__Work request__:
Every record below should be printed exactly as it appears.

(Point localization data)
Segment Open

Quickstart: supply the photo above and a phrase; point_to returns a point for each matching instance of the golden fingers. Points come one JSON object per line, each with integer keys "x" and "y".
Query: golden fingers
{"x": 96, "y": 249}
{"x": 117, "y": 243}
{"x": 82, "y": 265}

Segment Closed

__Solution to this problem__:
Quickstart: supply the photo above and a phrase; point_to returns a point for each matching instance of the golden fingers. Points come one JSON object per line, each with integer keys "x" and "y".
Query: golden fingers
{"x": 96, "y": 249}
{"x": 117, "y": 243}
{"x": 82, "y": 265}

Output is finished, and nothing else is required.